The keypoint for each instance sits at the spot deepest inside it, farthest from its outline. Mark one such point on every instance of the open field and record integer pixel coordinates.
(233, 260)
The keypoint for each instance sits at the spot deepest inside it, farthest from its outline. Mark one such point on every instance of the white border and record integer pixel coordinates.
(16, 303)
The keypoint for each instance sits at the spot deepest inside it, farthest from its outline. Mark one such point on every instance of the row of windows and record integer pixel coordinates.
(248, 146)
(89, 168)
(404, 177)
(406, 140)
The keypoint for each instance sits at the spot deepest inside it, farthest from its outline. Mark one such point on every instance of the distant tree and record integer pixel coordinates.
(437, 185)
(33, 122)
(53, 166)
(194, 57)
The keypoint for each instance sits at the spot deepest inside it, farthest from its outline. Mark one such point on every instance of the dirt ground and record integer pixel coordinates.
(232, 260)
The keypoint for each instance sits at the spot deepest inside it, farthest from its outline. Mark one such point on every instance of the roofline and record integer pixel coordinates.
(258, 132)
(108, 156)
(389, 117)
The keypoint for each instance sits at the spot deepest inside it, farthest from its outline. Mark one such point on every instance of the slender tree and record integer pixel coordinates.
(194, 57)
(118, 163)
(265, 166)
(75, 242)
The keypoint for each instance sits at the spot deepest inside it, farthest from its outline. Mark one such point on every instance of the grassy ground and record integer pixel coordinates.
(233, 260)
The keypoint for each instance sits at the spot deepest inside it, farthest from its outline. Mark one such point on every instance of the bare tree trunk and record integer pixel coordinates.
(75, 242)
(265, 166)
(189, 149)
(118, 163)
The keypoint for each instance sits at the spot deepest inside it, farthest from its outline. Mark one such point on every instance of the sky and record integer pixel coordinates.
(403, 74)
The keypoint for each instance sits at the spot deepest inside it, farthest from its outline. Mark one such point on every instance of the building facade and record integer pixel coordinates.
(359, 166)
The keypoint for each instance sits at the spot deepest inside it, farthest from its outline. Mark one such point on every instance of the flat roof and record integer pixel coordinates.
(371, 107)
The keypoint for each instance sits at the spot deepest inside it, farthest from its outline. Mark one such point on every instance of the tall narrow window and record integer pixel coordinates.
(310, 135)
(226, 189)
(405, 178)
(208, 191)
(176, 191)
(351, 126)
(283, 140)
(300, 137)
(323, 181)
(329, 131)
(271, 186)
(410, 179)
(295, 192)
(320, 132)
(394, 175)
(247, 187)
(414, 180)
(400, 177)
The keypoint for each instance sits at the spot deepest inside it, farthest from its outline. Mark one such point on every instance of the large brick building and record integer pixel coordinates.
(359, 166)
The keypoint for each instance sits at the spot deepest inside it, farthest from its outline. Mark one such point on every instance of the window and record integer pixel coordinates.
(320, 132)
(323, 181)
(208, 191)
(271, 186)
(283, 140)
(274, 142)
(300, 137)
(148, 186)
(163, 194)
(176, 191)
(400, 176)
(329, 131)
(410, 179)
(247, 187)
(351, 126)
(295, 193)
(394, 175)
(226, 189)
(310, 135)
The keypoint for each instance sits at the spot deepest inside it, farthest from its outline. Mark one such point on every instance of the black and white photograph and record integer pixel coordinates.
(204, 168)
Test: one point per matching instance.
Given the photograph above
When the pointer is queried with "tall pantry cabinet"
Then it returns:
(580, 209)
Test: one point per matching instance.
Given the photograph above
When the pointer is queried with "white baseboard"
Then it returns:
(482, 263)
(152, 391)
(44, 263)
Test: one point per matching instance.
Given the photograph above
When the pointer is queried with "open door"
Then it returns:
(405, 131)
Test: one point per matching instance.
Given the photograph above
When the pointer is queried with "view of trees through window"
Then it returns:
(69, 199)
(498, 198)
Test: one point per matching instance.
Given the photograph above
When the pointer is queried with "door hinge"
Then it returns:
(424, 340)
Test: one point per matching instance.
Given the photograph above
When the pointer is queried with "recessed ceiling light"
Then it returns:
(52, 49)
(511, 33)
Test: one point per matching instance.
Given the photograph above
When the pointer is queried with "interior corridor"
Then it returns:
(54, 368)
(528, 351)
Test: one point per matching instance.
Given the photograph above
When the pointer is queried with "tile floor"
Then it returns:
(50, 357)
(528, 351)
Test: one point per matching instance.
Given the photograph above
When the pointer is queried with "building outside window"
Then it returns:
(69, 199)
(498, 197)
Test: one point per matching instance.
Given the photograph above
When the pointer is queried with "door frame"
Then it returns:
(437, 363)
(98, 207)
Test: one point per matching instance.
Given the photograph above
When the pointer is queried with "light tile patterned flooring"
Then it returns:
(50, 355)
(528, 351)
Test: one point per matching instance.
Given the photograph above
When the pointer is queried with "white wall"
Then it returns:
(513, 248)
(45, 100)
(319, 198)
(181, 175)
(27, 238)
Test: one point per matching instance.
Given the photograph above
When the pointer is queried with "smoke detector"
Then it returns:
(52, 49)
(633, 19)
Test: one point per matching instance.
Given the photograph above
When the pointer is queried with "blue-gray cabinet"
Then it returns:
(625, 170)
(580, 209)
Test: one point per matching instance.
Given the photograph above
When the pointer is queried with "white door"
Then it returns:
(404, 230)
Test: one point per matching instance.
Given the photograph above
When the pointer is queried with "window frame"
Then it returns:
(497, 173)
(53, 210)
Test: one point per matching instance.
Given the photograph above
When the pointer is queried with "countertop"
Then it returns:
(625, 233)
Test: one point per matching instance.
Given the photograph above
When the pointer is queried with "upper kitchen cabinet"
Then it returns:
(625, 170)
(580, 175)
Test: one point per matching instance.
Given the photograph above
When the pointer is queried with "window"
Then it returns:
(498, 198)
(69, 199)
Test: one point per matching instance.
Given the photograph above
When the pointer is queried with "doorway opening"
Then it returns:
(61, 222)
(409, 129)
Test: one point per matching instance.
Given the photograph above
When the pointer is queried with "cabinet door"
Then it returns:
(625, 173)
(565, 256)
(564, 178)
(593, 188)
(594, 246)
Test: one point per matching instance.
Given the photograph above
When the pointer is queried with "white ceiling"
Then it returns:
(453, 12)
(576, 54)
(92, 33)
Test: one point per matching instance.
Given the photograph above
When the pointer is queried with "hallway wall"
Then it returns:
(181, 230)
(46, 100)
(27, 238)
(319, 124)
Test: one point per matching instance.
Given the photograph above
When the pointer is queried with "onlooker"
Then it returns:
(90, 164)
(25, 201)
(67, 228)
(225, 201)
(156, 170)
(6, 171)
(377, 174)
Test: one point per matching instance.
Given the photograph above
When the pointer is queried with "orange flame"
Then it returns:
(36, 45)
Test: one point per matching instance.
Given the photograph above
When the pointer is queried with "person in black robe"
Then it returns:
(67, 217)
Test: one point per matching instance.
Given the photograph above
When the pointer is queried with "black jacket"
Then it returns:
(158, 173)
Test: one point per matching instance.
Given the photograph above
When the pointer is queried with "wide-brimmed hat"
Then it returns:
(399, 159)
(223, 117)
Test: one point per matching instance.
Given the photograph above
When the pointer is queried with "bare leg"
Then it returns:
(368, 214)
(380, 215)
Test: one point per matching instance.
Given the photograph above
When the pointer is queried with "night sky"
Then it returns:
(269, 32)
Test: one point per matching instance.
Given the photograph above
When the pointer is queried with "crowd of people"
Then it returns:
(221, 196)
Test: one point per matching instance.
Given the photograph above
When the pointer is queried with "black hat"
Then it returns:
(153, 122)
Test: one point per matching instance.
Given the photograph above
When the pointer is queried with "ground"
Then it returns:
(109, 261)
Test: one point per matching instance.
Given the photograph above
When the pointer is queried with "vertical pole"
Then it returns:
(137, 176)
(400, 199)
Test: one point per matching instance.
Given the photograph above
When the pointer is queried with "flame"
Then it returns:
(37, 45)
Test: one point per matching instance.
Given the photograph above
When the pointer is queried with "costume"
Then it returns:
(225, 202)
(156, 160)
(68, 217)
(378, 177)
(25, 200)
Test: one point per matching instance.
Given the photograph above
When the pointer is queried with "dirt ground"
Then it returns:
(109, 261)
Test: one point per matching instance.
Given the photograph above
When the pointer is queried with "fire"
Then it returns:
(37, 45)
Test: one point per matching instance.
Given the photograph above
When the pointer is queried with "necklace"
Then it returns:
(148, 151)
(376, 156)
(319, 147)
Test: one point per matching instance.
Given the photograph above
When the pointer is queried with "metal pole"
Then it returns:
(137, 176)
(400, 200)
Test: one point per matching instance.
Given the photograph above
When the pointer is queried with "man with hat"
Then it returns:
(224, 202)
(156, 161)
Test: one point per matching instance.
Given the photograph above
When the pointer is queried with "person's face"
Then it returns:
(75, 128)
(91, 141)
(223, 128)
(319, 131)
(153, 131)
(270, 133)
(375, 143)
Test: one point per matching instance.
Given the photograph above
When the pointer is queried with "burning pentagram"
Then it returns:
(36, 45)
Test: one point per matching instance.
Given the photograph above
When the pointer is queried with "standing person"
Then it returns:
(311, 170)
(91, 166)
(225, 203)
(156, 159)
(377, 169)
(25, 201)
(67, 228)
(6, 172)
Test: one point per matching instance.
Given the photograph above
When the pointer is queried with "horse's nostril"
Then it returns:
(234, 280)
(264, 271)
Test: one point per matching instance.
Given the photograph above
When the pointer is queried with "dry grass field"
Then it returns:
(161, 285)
++++++
Each line above that carries the string "cabinet" has to be returned.

ANSWER –
When the pointer is queried with "tall pantry cabinet"
When the pointer is queried with "blue-gray cabinet"
When the pointer is queried with "upper kitchen cabinet"
When the pointer is queried with "cabinet door"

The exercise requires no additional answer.